[start]

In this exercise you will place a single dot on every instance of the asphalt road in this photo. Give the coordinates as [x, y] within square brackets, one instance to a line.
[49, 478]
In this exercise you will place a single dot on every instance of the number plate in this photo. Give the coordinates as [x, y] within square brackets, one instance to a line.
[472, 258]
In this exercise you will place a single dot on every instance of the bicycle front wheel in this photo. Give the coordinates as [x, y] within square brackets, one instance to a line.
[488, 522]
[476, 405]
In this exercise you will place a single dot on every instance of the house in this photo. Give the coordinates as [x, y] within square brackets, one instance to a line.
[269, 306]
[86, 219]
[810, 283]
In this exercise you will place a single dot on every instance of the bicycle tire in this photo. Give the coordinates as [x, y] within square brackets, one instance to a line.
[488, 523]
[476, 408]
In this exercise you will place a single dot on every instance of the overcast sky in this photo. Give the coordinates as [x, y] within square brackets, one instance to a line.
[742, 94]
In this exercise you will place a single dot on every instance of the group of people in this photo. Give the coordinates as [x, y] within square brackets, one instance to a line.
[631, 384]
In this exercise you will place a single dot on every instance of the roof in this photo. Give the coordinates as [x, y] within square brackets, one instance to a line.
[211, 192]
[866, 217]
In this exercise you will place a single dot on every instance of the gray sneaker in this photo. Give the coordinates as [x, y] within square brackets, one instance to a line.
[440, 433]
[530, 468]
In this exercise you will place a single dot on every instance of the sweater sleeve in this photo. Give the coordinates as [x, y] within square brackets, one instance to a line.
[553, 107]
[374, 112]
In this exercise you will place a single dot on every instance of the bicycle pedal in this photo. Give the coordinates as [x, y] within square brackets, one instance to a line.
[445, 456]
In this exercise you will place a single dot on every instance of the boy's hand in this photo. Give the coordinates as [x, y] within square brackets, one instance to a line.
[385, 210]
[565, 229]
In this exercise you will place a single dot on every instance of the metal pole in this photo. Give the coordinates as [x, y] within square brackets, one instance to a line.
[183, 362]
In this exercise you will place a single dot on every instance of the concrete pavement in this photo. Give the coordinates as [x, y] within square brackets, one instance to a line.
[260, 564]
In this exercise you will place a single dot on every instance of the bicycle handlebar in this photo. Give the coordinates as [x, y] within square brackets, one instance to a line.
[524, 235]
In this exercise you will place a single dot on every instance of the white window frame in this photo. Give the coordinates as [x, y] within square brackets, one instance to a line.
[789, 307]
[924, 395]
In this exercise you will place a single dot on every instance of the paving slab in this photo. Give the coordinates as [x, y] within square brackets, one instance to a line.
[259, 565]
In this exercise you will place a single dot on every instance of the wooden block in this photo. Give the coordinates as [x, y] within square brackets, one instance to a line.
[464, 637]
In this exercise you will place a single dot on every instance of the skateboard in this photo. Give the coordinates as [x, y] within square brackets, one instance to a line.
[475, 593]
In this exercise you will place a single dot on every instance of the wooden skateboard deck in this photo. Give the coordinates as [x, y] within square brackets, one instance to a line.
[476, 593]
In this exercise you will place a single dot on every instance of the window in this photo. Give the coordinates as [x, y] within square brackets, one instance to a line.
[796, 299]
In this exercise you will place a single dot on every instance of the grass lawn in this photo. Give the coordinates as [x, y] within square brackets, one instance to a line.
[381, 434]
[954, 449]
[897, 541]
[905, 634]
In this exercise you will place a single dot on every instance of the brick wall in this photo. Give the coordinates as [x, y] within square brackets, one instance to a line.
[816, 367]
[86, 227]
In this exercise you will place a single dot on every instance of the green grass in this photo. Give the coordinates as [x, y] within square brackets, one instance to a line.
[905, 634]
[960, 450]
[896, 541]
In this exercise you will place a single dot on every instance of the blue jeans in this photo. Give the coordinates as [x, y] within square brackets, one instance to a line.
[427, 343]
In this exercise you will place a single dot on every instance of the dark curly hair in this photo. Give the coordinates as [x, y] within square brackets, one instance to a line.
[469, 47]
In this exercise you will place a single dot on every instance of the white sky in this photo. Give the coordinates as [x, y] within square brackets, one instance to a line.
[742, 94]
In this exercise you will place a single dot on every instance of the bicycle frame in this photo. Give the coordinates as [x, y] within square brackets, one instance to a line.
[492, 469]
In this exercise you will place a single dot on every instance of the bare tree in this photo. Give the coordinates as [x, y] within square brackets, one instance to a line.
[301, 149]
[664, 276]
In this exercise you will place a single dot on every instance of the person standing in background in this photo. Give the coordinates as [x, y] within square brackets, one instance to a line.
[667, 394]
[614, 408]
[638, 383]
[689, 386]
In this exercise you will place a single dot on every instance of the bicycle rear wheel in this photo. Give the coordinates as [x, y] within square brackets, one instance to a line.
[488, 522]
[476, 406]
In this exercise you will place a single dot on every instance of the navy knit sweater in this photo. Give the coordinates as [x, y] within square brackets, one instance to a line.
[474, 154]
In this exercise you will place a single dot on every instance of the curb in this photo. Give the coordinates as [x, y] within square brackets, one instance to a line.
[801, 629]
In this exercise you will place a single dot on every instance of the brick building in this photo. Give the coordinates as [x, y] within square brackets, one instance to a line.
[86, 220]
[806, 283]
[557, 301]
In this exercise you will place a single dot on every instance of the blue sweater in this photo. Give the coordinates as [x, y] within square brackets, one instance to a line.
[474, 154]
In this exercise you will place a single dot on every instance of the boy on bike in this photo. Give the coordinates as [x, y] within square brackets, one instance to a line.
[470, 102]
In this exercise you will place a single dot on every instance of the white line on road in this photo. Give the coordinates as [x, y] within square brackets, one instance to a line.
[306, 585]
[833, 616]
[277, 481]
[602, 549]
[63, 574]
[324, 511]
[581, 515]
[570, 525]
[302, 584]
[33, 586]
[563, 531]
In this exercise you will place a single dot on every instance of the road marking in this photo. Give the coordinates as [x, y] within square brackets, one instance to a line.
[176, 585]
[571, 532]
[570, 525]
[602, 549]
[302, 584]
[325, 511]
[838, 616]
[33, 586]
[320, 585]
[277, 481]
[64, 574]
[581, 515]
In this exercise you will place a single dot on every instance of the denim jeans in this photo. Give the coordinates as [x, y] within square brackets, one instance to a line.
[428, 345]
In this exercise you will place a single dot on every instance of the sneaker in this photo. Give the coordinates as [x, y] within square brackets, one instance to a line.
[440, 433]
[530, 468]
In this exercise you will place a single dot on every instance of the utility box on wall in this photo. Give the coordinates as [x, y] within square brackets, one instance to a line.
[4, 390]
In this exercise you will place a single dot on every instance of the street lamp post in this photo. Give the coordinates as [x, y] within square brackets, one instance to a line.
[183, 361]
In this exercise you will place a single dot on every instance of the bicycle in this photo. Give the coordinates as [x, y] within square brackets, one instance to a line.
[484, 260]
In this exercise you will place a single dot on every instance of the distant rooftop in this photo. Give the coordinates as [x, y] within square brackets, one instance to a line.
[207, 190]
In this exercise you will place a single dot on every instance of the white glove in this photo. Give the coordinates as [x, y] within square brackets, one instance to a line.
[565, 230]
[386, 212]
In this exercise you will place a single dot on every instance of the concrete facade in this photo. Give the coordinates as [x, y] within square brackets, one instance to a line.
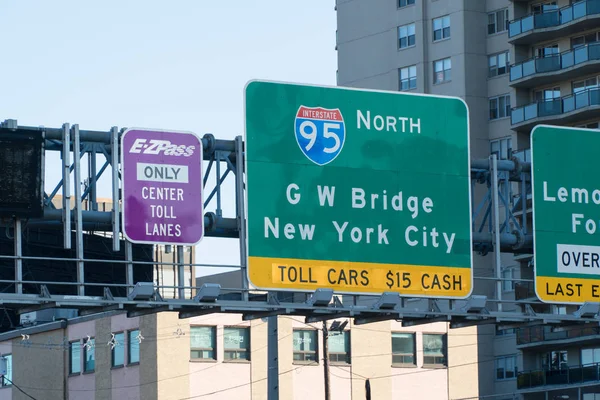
[167, 371]
[539, 38]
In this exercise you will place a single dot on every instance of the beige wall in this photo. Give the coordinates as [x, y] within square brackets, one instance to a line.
[172, 357]
[40, 371]
[166, 371]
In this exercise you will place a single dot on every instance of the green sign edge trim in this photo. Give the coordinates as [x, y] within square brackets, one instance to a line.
[345, 88]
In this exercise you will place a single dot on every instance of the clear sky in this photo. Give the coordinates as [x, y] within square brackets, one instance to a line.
[178, 64]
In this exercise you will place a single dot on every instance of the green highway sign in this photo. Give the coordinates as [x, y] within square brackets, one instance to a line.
[566, 214]
[360, 191]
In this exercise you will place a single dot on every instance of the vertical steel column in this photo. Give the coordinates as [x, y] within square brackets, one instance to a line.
[219, 211]
[180, 273]
[129, 259]
[524, 202]
[273, 360]
[66, 155]
[241, 211]
[18, 260]
[114, 154]
[92, 198]
[326, 361]
[78, 216]
[496, 233]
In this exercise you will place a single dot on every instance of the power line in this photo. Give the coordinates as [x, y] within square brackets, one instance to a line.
[20, 390]
[238, 386]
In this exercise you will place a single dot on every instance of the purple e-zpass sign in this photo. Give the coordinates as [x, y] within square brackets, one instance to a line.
[162, 187]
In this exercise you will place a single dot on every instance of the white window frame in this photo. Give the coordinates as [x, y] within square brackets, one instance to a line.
[508, 285]
[406, 3]
[408, 28]
[409, 78]
[504, 146]
[444, 22]
[494, 62]
[497, 17]
[506, 363]
[501, 112]
[442, 71]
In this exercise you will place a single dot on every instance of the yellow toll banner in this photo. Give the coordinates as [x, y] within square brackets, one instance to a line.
[419, 280]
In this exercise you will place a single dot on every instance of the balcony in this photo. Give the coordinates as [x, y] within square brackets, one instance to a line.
[564, 110]
[544, 336]
[567, 375]
[550, 24]
[566, 65]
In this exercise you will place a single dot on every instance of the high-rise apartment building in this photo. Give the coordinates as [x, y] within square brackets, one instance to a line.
[516, 63]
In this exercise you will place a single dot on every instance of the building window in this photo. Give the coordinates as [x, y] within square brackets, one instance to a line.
[236, 344]
[305, 345]
[498, 21]
[500, 107]
[546, 6]
[555, 361]
[75, 357]
[408, 78]
[506, 368]
[434, 350]
[406, 36]
[591, 125]
[442, 70]
[404, 3]
[203, 343]
[498, 64]
[508, 285]
[586, 84]
[339, 347]
[118, 351]
[590, 38]
[133, 351]
[505, 332]
[7, 379]
[403, 349]
[502, 148]
[546, 51]
[89, 356]
[546, 94]
[441, 28]
[590, 356]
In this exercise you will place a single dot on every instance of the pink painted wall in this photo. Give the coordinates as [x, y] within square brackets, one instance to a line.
[6, 392]
[125, 380]
[82, 386]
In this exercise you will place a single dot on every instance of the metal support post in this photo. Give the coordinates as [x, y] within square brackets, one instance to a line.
[524, 203]
[78, 216]
[92, 198]
[326, 361]
[129, 273]
[273, 360]
[66, 211]
[114, 147]
[18, 260]
[218, 211]
[241, 211]
[180, 273]
[496, 216]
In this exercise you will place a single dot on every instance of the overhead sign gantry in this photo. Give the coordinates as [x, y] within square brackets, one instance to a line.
[359, 191]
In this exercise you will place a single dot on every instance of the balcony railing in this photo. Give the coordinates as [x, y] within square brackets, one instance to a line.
[536, 334]
[575, 101]
[571, 375]
[553, 17]
[555, 62]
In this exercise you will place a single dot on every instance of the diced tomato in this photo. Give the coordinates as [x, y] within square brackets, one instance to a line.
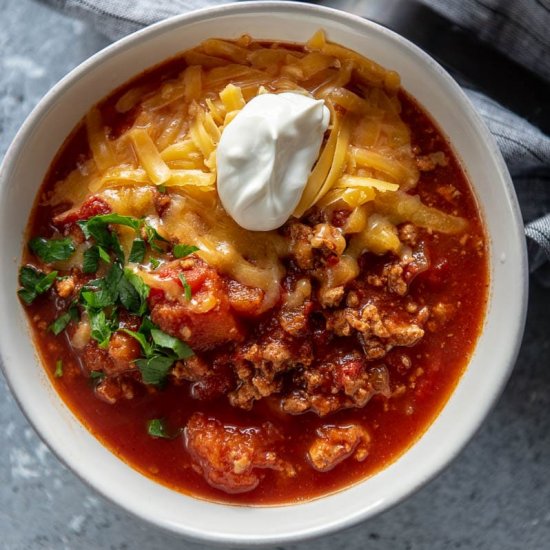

[end]

— DIRECTIONS —
Please pull out every line of the entries above that contains the word "skateboard", copying each such line in full.

— THE OUTPUT —
In this exercise you will place a single dot on every instance of the skateboard in this photo. Give the coordinates as [x, y] within square brackets, one instance to a line.
In this exercise you will place a single dot on every instance of the wooden skateboard deck in this photo. Give the coordinates as [x, y] within square brackets, one instance to a line.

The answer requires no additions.